**Problem details**
Please copy everything from the line containing "Every instance of the red wine" down through the end of the entries below, swapping "marker" for "point" and keeping all else unchanged. Leave the pictures out.

(Object location annotation data)

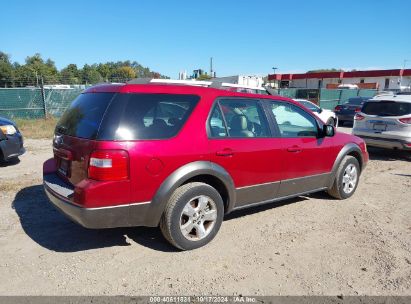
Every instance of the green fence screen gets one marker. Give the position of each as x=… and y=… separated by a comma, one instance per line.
x=29, y=102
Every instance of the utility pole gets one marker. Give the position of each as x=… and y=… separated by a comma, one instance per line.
x=403, y=68
x=43, y=96
x=278, y=85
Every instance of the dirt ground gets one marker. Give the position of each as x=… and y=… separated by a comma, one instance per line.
x=305, y=246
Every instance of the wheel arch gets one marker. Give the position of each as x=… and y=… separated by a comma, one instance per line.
x=199, y=171
x=351, y=149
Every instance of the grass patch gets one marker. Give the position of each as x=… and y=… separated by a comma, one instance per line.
x=37, y=128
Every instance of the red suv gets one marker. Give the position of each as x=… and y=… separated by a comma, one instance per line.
x=182, y=157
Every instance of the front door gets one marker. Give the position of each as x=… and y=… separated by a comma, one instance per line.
x=307, y=157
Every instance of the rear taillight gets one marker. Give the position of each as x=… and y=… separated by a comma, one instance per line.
x=405, y=120
x=358, y=117
x=108, y=165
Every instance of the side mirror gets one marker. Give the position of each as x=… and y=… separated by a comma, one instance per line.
x=328, y=130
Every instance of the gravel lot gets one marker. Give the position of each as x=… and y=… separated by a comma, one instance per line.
x=305, y=246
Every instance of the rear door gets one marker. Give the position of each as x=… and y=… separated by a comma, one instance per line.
x=241, y=142
x=307, y=158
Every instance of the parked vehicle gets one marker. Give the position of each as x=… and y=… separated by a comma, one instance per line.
x=181, y=157
x=328, y=116
x=346, y=111
x=11, y=141
x=385, y=121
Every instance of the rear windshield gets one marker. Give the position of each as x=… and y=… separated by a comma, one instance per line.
x=387, y=108
x=146, y=116
x=83, y=117
x=355, y=101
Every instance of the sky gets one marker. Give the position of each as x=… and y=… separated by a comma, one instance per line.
x=243, y=37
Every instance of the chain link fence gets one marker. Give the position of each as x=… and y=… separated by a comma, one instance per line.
x=34, y=103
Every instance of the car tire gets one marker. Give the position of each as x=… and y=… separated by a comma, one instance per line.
x=193, y=216
x=331, y=121
x=346, y=179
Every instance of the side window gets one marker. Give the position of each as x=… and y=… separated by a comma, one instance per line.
x=293, y=121
x=244, y=118
x=217, y=125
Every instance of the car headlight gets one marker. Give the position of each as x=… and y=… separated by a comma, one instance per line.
x=8, y=129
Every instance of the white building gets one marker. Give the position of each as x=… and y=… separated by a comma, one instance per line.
x=252, y=81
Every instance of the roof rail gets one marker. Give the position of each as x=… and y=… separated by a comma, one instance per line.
x=211, y=84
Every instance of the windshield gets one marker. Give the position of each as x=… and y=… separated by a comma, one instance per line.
x=387, y=108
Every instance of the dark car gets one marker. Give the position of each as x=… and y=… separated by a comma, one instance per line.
x=346, y=111
x=181, y=157
x=11, y=140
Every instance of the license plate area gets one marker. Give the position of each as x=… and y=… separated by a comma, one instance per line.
x=64, y=166
x=380, y=126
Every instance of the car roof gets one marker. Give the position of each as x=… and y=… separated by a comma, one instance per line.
x=177, y=89
x=392, y=97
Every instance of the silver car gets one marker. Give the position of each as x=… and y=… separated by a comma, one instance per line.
x=385, y=121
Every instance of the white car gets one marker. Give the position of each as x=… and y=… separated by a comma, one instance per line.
x=327, y=116
x=385, y=121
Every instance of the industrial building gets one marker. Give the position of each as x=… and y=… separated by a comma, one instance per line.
x=382, y=80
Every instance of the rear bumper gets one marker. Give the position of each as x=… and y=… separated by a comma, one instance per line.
x=126, y=215
x=387, y=143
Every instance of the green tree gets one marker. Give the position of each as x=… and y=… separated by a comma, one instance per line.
x=90, y=74
x=70, y=75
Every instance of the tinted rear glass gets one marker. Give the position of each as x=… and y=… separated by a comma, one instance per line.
x=83, y=117
x=146, y=116
x=387, y=108
x=355, y=101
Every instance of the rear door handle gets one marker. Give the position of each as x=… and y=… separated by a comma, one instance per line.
x=225, y=152
x=294, y=149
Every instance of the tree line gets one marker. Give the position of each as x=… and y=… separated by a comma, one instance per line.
x=36, y=71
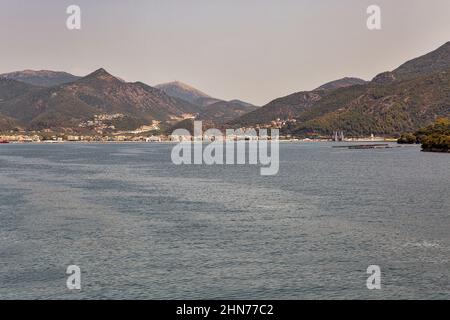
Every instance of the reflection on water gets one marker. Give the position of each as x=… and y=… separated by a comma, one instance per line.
x=141, y=227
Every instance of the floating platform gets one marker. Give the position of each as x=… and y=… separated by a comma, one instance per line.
x=366, y=146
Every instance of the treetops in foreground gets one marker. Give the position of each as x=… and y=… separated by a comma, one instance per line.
x=435, y=137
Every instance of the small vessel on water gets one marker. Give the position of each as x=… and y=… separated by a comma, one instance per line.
x=366, y=146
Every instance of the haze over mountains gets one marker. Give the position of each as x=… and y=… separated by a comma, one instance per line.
x=44, y=78
x=50, y=100
x=405, y=99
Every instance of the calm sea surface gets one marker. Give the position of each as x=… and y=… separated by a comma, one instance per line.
x=140, y=227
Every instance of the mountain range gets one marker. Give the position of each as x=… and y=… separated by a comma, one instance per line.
x=405, y=99
x=50, y=100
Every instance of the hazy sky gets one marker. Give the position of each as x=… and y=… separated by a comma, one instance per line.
x=254, y=50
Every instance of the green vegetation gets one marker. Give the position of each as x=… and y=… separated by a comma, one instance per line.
x=435, y=137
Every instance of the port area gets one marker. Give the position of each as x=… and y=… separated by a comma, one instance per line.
x=366, y=146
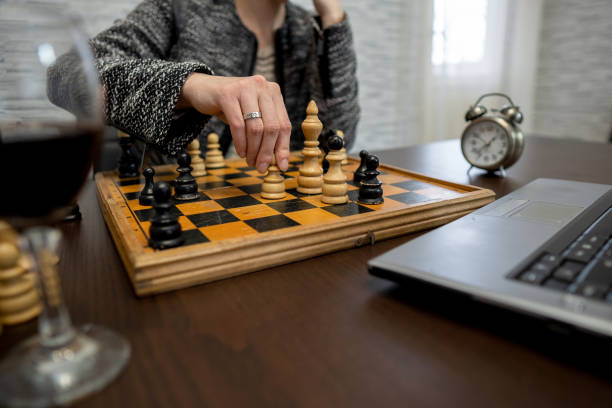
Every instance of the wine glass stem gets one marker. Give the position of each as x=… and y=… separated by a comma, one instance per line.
x=54, y=325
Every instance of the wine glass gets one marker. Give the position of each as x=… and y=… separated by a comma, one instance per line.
x=50, y=129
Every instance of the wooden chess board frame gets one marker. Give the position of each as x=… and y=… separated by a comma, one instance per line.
x=154, y=271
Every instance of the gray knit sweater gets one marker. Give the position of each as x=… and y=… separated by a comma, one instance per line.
x=144, y=59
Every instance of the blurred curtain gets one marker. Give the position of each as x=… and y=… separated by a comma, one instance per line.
x=478, y=46
x=409, y=95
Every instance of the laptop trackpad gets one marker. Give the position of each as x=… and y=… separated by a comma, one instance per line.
x=548, y=213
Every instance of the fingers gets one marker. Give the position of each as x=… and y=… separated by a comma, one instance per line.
x=257, y=139
x=249, y=102
x=284, y=136
x=232, y=113
x=271, y=128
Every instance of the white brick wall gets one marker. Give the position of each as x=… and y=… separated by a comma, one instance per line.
x=574, y=79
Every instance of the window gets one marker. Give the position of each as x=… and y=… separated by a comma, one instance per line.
x=459, y=31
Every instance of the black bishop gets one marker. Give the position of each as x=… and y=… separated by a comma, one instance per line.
x=165, y=230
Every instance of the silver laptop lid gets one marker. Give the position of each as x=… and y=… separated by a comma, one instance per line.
x=476, y=253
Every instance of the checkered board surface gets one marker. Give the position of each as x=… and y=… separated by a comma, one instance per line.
x=230, y=211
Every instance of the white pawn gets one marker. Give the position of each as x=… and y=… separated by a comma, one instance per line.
x=197, y=162
x=214, y=156
x=343, y=150
x=334, y=181
x=273, y=187
x=310, y=178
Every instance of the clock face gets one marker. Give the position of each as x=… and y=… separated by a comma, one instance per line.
x=485, y=144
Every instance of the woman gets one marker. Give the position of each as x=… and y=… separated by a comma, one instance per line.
x=170, y=66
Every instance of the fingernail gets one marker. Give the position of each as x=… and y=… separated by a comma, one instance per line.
x=283, y=164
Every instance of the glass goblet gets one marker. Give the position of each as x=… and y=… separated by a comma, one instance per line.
x=50, y=128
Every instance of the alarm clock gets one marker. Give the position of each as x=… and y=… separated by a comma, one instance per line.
x=492, y=141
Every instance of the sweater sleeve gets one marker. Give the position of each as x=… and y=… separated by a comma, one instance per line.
x=338, y=81
x=141, y=85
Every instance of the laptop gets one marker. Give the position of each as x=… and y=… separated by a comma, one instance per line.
x=544, y=249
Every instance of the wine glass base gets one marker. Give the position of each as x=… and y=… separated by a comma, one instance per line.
x=34, y=375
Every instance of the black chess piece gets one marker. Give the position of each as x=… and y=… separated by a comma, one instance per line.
x=74, y=214
x=324, y=146
x=370, y=189
x=128, y=162
x=146, y=195
x=165, y=230
x=185, y=186
x=360, y=172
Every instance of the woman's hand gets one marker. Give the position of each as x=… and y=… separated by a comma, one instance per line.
x=331, y=11
x=230, y=98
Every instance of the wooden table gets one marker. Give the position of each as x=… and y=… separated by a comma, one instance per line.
x=323, y=332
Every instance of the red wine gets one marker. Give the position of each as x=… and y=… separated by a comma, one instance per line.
x=42, y=167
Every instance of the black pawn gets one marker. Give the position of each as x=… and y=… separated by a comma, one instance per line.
x=74, y=214
x=324, y=145
x=185, y=186
x=370, y=189
x=128, y=162
x=165, y=230
x=146, y=195
x=360, y=172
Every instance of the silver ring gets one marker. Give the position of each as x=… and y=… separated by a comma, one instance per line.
x=252, y=115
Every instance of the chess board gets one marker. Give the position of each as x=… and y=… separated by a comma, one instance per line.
x=231, y=230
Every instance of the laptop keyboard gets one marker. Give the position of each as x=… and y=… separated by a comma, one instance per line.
x=583, y=267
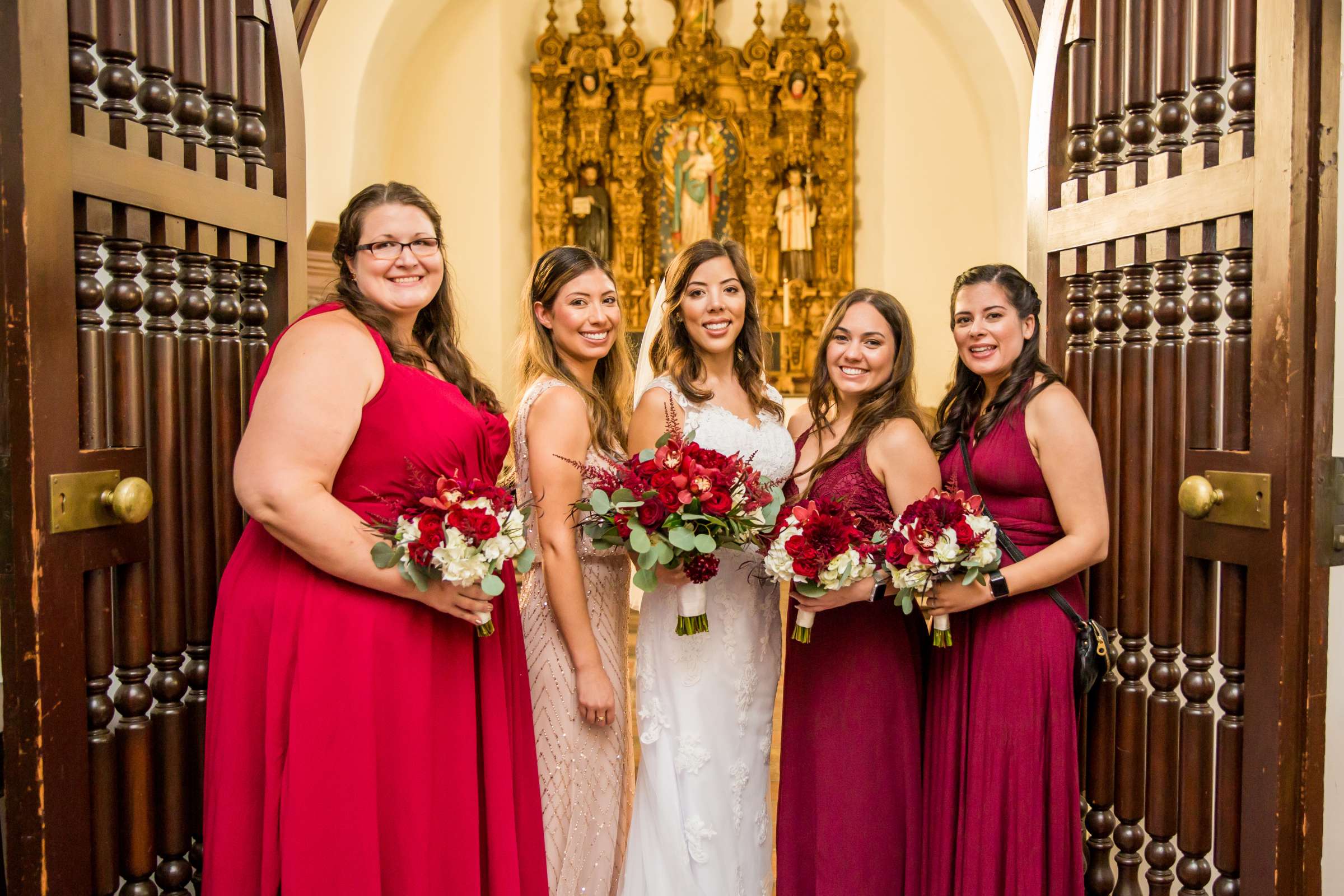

**Written solution**
Every instance of the red wine gets one point. Give the position of each as x=… and y=… separated by a comma, one instance per line.
x=42, y=167
Every instance of the black pawn gets one point. Give the position of each as x=… and y=… separated by a comma, one instance per line.
x=74, y=214
x=324, y=145
x=185, y=186
x=370, y=189
x=128, y=162
x=165, y=230
x=146, y=195
x=360, y=172
Every instance of the silver ring gets one point. Give the position of each as x=… and y=… separated by a comma, one instance per line.
x=252, y=115
Every instance of the chess board gets one point. Give the position of each as x=… and y=… separated by a comma, one instance per line.
x=231, y=230
Every instance of the laptop keyboard gets one point. Give the position of each as x=… and y=… separated by a comma, one instance per line.
x=583, y=267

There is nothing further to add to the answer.